Problem description: Here are some entries. Repeat all of them exactly.

(Extracted data entries)
--- START ---
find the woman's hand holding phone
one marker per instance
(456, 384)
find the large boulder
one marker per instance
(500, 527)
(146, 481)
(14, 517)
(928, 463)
--- END ---
Result:
find the woman's hand holding phone
one marker per instance
(456, 384)
find the large boulder
one marker per instance
(500, 527)
(146, 481)
(14, 517)
(928, 463)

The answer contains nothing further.